| Task 1 |
Reproduce the stretch of the comments on AI companies from "AI firms seem" through "work, it's infringement." word for word.
| Task 2 |
In the comments on AI companies, condense the paragraph beginning "A possible eventual downfall of AI" into a short bulleted list that keeps its main points.

| Text shown |
* * *

AI firms seem to be leading from a position that goodwill is irrelevant: a $100bn pile of capital, like an 800lb gorilla, does what it wants. AI will be incorporated into all products whether you like it or not; it will absorb all data whether you like it or not.
"Why should we care about open source maintainers" is just a microcosm of the much larger "why should we care about literally anybody" mindset.
And this is why AI training is not "fair use". The AI companies seek to train models in order to compete with the authors of the content used to train the models.
A possible eventual downfall of AI is that the risk of losing a copyright infringement lawsuit is not going away. If a court determines that the AI output you've used is close enough to be considered a derivative work, it's infringement.
If it's owned by a few, as it is right now, it's an existential threat to the life, liberty, and pursuit of a happiness of everyone else on the planet.
We should be seriously considering what we're going to do in response to that threat if something doesn't change soon.
"The upside of my gambit is so great for the world, that I should be able to consume everyone else's resources for free. I promise to be a benevolent ruler."
When Google first came out in 1998, it was amazing, spooky how good it was. Then people figured out how to game pagerank and Google's accuracy cratered.

* * *

| Data records |
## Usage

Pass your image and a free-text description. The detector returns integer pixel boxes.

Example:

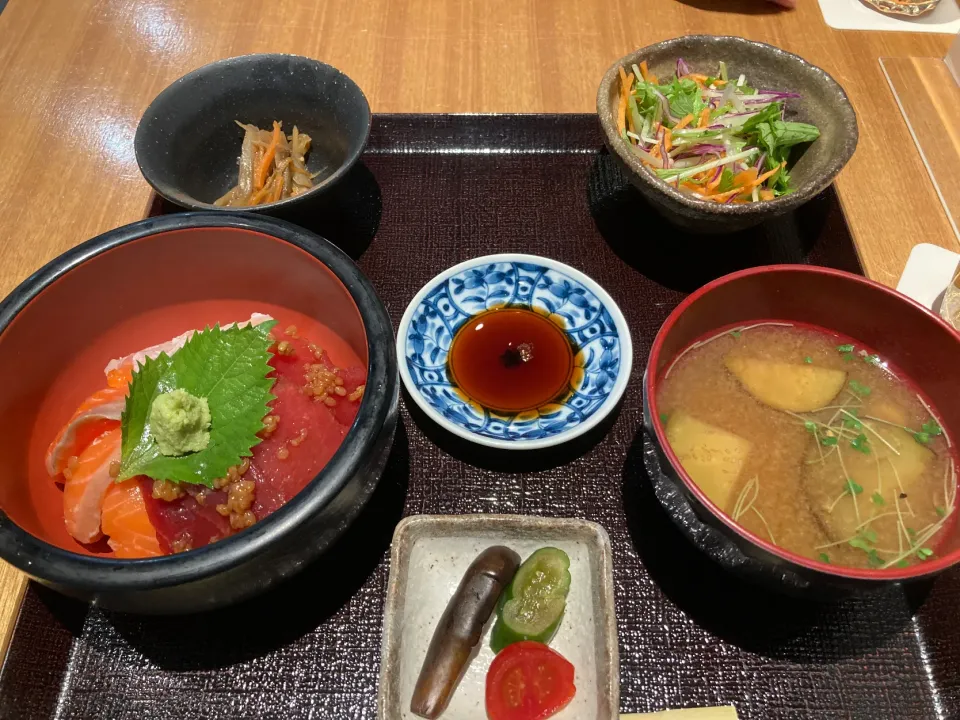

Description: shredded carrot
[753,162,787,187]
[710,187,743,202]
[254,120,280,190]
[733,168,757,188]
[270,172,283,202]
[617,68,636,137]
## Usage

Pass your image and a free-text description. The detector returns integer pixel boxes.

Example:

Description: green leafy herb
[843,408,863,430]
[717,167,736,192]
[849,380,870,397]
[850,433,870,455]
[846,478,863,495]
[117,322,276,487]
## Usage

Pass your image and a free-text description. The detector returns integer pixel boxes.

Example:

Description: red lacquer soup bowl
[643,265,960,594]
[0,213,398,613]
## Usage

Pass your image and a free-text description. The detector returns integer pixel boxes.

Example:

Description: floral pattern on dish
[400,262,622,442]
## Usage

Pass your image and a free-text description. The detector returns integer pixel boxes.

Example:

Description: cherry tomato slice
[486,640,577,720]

* * *

| Full answer 1 |
AI firms seem to be leading from a position that goodwill is irrelevant: a $100bn pile of capital, like an 800lb gorilla, does what it wants. AI will be incorporated into all products whether you like it or not; it will absorb all data whether you like it or not.
"Why should we care about open source maintainers" is just a microcosm of the much larger "why should we care about literally anybody" mindset.
And this is why AI training is not "fair use". The AI companies seek to train models in order to compete with the authors of the content used to train the models.
A possible eventual downfall of AI is that the risk of losing a copyright infringement lawsuit is not going away. If a court determines that the AI output you've used is close enough to be considered a derivative work, it's infringement.

| Full answer 2 |
- A possible eventual downfall of AI: the risk of losing a copyright infringement lawsuit isn't going away.
- If a court finds that AI output you've used is close enough to count as a derivative work, it's infringement.